──────── Records shown ────────

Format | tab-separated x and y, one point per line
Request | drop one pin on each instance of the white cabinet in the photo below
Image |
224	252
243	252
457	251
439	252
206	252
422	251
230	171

────────

## [Work to complete]
Every record should be given again exactly.

## [Exercise response]
Format | tab-separated x and y, one point per line
Request | drop one pin on each instance of the white cabinet in the photo below
Image |
224	252
243	252
457	251
439	252
206	252
422	251
230	171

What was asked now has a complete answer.